Content starts

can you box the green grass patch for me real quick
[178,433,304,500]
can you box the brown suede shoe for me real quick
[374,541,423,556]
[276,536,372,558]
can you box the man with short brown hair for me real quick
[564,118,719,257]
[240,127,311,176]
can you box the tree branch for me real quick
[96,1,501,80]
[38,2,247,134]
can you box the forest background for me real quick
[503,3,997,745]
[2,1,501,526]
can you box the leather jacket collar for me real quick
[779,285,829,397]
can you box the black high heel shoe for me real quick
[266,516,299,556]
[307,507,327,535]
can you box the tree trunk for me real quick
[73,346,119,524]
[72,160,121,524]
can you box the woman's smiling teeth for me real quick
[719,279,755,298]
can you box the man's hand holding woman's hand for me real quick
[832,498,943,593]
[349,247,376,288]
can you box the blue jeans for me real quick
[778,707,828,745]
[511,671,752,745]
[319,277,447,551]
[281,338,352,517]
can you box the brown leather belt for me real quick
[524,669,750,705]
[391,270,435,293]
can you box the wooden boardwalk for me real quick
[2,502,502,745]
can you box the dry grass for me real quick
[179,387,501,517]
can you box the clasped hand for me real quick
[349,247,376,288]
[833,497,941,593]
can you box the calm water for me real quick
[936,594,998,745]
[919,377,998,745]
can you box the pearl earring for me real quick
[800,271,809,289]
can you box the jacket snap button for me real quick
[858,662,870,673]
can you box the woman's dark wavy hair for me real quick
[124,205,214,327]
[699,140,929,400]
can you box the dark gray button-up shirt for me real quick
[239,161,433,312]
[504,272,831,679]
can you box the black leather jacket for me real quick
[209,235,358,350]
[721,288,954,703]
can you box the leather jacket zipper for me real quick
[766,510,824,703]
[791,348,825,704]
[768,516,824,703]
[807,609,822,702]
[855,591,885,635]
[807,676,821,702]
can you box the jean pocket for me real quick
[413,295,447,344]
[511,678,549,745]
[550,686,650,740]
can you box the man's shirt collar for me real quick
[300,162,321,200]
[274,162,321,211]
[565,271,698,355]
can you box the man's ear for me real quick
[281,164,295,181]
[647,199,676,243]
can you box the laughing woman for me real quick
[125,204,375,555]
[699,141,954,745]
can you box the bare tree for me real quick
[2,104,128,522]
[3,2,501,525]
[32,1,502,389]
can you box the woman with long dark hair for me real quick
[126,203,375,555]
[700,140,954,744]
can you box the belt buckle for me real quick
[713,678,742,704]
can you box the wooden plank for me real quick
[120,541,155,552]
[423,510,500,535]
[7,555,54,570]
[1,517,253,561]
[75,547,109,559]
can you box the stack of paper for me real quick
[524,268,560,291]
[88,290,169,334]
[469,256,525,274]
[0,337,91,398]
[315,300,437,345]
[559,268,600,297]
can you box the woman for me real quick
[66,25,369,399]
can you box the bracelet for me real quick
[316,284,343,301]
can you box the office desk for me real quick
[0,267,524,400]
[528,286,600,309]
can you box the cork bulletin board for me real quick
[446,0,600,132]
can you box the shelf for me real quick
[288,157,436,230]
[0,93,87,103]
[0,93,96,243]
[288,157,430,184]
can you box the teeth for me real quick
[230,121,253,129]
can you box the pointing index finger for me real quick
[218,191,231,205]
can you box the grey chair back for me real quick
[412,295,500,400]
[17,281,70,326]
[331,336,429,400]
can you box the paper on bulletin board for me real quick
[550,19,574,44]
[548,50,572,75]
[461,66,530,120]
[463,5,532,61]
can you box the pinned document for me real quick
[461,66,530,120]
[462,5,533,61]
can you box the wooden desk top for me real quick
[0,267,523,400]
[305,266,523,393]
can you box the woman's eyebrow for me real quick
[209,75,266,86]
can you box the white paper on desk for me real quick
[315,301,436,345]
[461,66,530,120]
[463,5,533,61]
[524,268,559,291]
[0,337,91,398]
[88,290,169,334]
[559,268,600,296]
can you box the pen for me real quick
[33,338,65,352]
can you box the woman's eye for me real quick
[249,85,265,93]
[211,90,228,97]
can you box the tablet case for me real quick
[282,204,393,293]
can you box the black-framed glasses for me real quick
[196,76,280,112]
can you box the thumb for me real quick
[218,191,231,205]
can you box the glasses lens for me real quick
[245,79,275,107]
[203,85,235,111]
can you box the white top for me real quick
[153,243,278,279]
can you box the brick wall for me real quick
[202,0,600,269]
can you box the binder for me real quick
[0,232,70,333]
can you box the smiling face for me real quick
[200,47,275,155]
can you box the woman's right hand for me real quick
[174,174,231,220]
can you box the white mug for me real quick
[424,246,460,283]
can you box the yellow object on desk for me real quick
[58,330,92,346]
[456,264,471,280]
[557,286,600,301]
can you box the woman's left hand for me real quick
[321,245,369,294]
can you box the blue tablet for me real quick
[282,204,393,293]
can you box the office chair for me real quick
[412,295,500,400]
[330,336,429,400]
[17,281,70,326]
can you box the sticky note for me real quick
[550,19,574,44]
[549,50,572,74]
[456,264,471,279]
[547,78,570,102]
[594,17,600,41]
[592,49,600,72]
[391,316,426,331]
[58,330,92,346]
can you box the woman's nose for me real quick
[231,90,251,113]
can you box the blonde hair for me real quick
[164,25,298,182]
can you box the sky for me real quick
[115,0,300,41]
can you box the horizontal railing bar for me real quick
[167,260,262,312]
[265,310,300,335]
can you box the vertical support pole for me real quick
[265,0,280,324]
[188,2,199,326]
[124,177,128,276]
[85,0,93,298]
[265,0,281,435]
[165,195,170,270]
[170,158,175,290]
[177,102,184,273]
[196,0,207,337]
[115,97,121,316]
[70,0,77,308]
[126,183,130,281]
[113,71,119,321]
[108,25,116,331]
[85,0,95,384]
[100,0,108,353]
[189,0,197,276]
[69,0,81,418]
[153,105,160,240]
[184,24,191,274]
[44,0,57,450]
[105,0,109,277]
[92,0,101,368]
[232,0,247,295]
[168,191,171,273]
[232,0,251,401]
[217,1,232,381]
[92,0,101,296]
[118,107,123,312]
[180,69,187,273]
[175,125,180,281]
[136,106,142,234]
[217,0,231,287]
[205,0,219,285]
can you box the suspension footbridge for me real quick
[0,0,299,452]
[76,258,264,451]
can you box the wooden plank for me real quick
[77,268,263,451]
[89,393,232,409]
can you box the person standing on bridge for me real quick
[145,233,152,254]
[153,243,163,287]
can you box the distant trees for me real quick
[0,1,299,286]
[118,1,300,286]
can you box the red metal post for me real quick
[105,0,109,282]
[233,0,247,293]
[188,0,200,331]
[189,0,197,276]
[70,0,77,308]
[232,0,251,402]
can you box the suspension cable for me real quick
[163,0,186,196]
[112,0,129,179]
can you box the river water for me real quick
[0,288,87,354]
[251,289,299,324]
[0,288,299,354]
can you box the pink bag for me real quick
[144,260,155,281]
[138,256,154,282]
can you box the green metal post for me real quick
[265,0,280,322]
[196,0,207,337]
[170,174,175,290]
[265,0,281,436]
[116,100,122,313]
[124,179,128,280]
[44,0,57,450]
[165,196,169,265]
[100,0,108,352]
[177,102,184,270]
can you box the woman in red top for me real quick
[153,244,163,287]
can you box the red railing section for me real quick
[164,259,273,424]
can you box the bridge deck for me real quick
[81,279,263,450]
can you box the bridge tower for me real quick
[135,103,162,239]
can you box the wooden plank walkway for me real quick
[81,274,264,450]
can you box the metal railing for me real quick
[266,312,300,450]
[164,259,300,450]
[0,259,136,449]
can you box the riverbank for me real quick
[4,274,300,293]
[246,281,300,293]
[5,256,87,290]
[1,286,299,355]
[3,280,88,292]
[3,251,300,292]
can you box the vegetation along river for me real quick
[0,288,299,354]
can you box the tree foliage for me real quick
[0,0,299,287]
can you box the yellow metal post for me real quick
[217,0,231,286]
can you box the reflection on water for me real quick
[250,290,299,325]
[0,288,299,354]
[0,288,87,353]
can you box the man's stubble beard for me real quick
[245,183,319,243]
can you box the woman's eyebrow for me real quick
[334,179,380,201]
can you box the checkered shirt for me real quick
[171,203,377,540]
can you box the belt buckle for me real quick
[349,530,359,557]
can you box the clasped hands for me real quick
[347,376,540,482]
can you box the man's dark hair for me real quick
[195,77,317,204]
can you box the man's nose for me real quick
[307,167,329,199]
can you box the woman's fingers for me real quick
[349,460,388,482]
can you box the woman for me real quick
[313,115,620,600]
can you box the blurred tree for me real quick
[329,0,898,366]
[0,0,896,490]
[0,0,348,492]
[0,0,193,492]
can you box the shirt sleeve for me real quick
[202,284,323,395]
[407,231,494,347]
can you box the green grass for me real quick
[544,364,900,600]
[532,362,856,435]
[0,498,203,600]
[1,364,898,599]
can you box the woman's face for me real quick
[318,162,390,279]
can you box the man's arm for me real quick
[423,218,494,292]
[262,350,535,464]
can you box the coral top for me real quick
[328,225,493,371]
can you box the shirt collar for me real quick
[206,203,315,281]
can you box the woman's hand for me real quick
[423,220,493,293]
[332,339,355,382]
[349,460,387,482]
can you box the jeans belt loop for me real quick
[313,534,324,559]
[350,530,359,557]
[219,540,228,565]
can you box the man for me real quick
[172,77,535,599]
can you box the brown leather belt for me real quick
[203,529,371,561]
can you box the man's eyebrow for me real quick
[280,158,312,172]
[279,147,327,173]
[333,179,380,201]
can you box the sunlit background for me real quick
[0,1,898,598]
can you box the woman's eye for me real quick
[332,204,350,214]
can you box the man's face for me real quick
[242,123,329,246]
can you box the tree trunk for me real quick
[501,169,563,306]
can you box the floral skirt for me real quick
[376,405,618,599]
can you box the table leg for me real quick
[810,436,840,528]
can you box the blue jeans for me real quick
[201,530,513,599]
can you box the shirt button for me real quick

Content ends

__Exercise requirements__
Everything from the line containing "can you box the woman's face" to the bottom of the listing is to be set down exactly; leave out all other lines.

__Reply to the task__
can you box the woman's face for me real quick
[318,162,390,279]
can you box the man's arm for me real quick
[423,218,494,292]
[262,350,535,464]
can you box the coral top for me real quick
[328,225,493,371]
can you box the shirt collar for me real quick
[206,203,315,281]
can you box the woman's hand for me real quick
[423,220,493,293]
[332,339,355,382]
[349,460,387,482]
can you box the jeans belt loop for me real quick
[313,534,324,559]
[350,530,359,557]
[219,540,228,565]
can you box the man for me real quick
[172,77,535,599]
can you box the brown leather belt for me real quick
[203,529,371,561]
can you box the man's eyebrow for me real quick
[280,158,312,172]
[279,147,327,173]
[333,179,380,201]
can you box the sunlit background for me real quick
[0,1,898,598]
can you box the woman's eye for me real quick
[332,204,350,214]
can you box the man's face for me real quick
[242,123,329,246]
can you box the tree trunk for me real quick
[501,169,563,306]
can you box the floral skirt for me real quick
[376,405,618,599]
can you box the table leg for me real quick
[810,436,840,528]
can you box the blue jeans for me real quick
[201,530,513,599]
can you box the shirt button for me real quick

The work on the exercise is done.